• [WHAT YOU SHOULD DO]: Can the data below be set down again exactly, line for line?

[Object pointing dataset rows]
-----
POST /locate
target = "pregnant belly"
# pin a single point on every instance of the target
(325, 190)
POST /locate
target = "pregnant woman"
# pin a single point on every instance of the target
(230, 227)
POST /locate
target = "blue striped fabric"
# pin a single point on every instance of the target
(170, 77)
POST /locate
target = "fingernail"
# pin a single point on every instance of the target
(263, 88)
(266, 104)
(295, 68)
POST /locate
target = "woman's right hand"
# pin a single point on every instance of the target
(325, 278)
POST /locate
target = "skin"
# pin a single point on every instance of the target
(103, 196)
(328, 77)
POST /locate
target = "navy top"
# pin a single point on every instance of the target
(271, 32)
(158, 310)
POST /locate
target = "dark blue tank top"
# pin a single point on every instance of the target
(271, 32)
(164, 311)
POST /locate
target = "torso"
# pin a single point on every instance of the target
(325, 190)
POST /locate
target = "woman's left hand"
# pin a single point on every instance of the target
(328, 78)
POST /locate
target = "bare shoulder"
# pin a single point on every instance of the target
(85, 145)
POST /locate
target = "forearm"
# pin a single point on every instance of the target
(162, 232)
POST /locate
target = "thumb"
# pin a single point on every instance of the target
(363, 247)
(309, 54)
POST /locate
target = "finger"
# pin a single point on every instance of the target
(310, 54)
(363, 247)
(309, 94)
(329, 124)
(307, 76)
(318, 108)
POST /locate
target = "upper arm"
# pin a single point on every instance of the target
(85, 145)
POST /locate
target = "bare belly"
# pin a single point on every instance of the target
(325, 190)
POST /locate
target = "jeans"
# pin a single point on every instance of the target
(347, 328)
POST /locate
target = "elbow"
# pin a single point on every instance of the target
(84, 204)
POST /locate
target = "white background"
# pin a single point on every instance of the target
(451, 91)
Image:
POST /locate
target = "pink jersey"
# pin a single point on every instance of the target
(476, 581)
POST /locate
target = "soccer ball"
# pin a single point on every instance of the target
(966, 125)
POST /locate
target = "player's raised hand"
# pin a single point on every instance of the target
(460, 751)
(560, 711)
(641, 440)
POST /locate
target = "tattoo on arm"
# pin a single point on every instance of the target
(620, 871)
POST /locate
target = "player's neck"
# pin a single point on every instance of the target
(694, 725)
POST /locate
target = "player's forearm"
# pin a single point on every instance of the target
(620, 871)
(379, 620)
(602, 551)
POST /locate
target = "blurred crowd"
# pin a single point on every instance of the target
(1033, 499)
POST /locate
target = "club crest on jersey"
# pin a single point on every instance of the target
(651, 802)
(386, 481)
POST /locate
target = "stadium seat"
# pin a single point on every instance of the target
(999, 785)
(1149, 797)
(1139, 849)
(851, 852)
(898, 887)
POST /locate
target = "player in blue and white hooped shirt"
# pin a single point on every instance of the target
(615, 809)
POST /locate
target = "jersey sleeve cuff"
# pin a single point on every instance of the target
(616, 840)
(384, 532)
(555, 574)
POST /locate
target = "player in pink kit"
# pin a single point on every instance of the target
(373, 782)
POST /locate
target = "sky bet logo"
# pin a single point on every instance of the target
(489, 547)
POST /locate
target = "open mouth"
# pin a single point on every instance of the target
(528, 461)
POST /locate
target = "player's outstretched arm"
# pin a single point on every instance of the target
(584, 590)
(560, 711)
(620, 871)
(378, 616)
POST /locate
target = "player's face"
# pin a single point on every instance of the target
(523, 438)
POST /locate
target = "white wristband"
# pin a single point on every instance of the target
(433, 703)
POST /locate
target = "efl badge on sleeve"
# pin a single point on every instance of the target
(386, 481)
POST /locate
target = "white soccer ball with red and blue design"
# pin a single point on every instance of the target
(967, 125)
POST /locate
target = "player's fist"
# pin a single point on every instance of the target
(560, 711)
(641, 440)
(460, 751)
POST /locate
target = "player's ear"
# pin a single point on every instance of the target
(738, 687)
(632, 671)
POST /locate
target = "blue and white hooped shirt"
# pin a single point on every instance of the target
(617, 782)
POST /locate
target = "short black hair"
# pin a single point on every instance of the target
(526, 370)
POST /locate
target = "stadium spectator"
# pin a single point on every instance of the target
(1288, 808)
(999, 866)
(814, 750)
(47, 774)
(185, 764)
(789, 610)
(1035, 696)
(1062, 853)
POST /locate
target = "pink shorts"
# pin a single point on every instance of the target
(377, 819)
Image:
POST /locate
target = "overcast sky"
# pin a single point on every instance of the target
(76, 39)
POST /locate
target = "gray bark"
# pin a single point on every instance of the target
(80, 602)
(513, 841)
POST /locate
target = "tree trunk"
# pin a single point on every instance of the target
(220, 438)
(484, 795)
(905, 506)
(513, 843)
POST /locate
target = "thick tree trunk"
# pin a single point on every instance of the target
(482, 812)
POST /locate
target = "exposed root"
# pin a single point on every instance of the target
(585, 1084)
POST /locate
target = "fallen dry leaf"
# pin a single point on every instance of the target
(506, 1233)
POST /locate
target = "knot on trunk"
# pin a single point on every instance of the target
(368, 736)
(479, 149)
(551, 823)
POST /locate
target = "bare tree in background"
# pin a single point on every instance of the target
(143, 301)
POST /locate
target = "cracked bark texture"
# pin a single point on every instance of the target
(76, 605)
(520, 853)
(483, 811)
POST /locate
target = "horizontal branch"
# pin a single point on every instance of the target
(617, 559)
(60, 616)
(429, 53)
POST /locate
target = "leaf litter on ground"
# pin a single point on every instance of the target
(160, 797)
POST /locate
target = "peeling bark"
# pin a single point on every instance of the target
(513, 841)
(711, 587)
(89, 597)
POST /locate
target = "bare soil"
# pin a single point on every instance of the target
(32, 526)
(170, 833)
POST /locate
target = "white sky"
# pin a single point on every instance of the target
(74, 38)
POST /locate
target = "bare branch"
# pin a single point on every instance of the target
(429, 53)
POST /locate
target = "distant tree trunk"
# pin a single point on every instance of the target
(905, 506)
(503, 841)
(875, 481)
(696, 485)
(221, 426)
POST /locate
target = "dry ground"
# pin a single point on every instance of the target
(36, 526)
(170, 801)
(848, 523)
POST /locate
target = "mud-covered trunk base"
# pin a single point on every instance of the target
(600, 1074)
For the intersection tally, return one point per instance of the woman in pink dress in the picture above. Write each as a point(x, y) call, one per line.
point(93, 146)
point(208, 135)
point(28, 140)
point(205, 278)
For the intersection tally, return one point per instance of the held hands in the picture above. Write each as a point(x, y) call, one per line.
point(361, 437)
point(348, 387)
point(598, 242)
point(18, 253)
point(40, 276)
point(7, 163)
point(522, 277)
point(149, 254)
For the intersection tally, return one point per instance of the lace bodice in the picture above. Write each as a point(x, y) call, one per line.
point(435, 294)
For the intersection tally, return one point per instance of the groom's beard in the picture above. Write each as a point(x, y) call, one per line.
-----
• [THE REPLY]:
POST /locate
target = "pregnant belly"
# pin a single point on every instance of the target
(325, 190)
POST /locate
target = "pregnant woman"
# pin a single point on every instance of the target
(230, 227)
POST /locate
target = "blue striped fabric"
# pin a single point on every instance of the target
(170, 77)
POST /locate
target = "fingernail"
# pin a single point on every instance of the target
(263, 88)
(266, 104)
(295, 68)
POST /locate
target = "woman's right hand"
# pin a single point on every instance of the target
(325, 278)
POST /locate
target = "skin"
# pin a single point on every instance of the target
(103, 196)
(328, 77)
POST /locate
target = "navy top"
# pin a single point on every instance of the target
(271, 32)
(158, 310)
POST /locate
target = "dark blue tank top"
# pin a single point on every instance of the target
(271, 32)
(164, 311)
POST /locate
target = "torso"
# pin a single point on every instance of the target
(325, 190)
POST /locate
target = "woman's left hand"
# pin a single point on every instance of the target
(328, 78)
POST /locate
target = "bare shoulder"
# pin a single point on every instance of the target
(85, 145)
POST /locate
target = "forearm"
# pin a single point on every instance of the target
(162, 232)
POST /locate
target = "thumb"
# pin a single point on every instance of the target
(363, 247)
(309, 54)
POST /locate
target = "finger"
# pin a single point on every instance of the target
(310, 54)
(363, 247)
(309, 94)
(329, 124)
(307, 76)
(318, 108)
POST /locate
target = "upper arm"
# pin a single point on every instance of the target
(85, 145)
POST /locate
target = "bare belly"
# pin a single point on every instance of the target
(325, 190)
POST /locate
target = "jeans"
# pin a single point on every instance of the target
(347, 328)
POST /locate
target = "elbow"
# pin a single point on every instance of the target
(84, 204)
POST /locate
target = "white background"
# pin a single point on every instance of the target
(451, 91)
Image:
POST /locate
target = "pink jersey"
# pin a single point on every instance of the target
(476, 581)
POST /locate
target = "soccer ball"
# pin a single point on every instance of the target
(966, 125)
POST /locate
target = "player's raised hand"
# pin a single point on every instance of the target
(460, 751)
(560, 711)
(641, 440)
POST /locate
target = "tattoo on arm"
# pin a single point on every instance of the target
(620, 871)
POST /locate
target = "player's neck"
# pin a single point on every instance of the target
(694, 725)
POST /locate
target = "player's forearm"
# pin a single point on every instance of the target
(620, 871)
(379, 620)
(602, 551)
POST /locate
target = "blurred crowd"
# pin a single point on every instance of the target
(1033, 499)
POST /locate
target = "club crest on jersey"
# pin a single point on every instance of the target
(651, 802)
(386, 481)
POST /locate
target = "stadium seat"
# pin a single point on every instance of the target
(999, 785)
(1149, 797)
(1139, 849)
(851, 852)
(898, 887)
POST /locate
target = "player in blue and white hooped shirt"
# pin a single point on every instance of the target
(615, 809)
POST /locate
target = "jersey sleeve cuff"
# pin a single point on every instance of the target
(616, 840)
(384, 532)
(555, 574)
POST /locate
target = "player in pink kit"
# pin a single point on every instance of the target
(373, 782)
POST /locate
target = "sky bet logo"
# pin a single point on every instance of the target
(489, 547)
POST /locate
target = "open mouth"
# pin a single point on every instance of the target
(528, 461)
POST /locate
target = "player's outstretched arm"
# pin a single point on every instance of the target
(584, 590)
(560, 711)
(620, 871)
(378, 616)
POST /locate
target = "player's face"
# pin a single point on every instance of the target
(523, 438)
POST /locate
target = "white wristband"
# pin a single point on every instance of the target
(433, 703)
POST /locate
target = "efl badge on sleeve"
# pin a single point on every instance of the target
(386, 481)
POST /locate
target = "white soccer ball with red and blue design"
# pin a single point on every instance of the target
(967, 125)
POST /locate
target = "player's fist"
# pin a single point on every instance of the target
(560, 711)
(641, 440)
(460, 751)
POST /locate
target = "player's ear"
# pin a single point on every instance of the target
(738, 687)
(632, 671)
POST /locate
target = "blue and white hooped shirt"
# pin a single point on every instance of the target
(617, 782)
POST /locate
target = "short black hair"
# pin a single point on every instance of the target
(526, 370)
POST /locate
target = "stadium spectator"
# pin a single point on every instance of the target
(1288, 808)
(999, 866)
(814, 750)
(47, 774)
(185, 764)
(789, 610)
(1035, 696)
(1062, 853)
POST /locate
target = "pink shorts"
# pin a single point on every instance of the target
(377, 819)
Image:
POST /locate
target = "overcast sky"
# pin a single point on every instance of the target
(76, 39)
POST /locate
target = "gray bark"
# pin a single point on every instance of the target
(80, 602)
(513, 841)
POST /locate
target = "tree trunk"
# pin a single point on every instance of the target
(220, 438)
(484, 795)
(905, 506)
(513, 843)
POST /locate
target = "thick tree trunk"
# pin a single point on every instance of the target
(482, 812)
POST /locate
target = "exposed root"
# pin a single point on every instance of the target
(585, 1084)
POST /locate
target = "fallen dry leaf"
# pin a single point on every instance of the target
(506, 1233)
POST /locate
target = "knot on trunk"
# pin a single point on every instance of the target
(368, 736)
(479, 149)
(551, 823)
POST /locate
target = "bare tree in background"
# pin a single point on every instance of the target
(143, 301)
POST /locate
target = "cracked bark texture"
# pin a single point on every instance of the target
(76, 605)
(520, 853)
(483, 811)
POST /locate
target = "horizontal branch"
# pin a single point on every instance of the target
(617, 559)
(60, 616)
(429, 53)
POST /locate
target = "leaf litter on ground"
# pin a single point on every instance of the target
(160, 797)
POST /locate
target = "peeling bark"
# pin a single point on every instance of the target
(513, 841)
(711, 587)
(89, 597)
POST /locate
target = "bare soil"
# pin a single point on every instance of the target
(32, 526)
(170, 833)
POST /locate
target = "white sky"
# pin a single point on every instance of the target
(74, 38)
POST /locate
target = "bare branch"
# pin a single point on every instance of the target
(429, 53)
POST /locate
target = "distant tree trunk"
# pin a single point on every instance of the target
(905, 506)
(503, 841)
(875, 481)
(696, 485)
(221, 426)
POST /locate
target = "dry ground"
# pin a single point on every instance of the target
(36, 526)
(170, 801)
(848, 523)
POST /locate
target = "mud-covered trunk base"
# pin a single point on every instance of the target
(600, 1074)
For the intersection tally, return one point per instance of the woman in pink dress in the picture above. Write each as a point(x, y) call, one per line.
point(93, 146)
point(208, 135)
point(28, 140)
point(205, 278)
For the intersection tally, return one point per instance of the held hands in the picture above. Write each as a point(x, y) call, one per line.
point(361, 437)
point(348, 387)
point(598, 242)
point(18, 253)
point(40, 276)
point(7, 163)
point(522, 277)
point(149, 254)
For the intersection tally, return one point per instance of the lace bodice in the picture above. Write each as a point(x, y) call, one per line.
point(435, 294)
For the intersection tally, return one point per instance of the groom's beard in the picture above. Write each as a point(x, y) call, one per line.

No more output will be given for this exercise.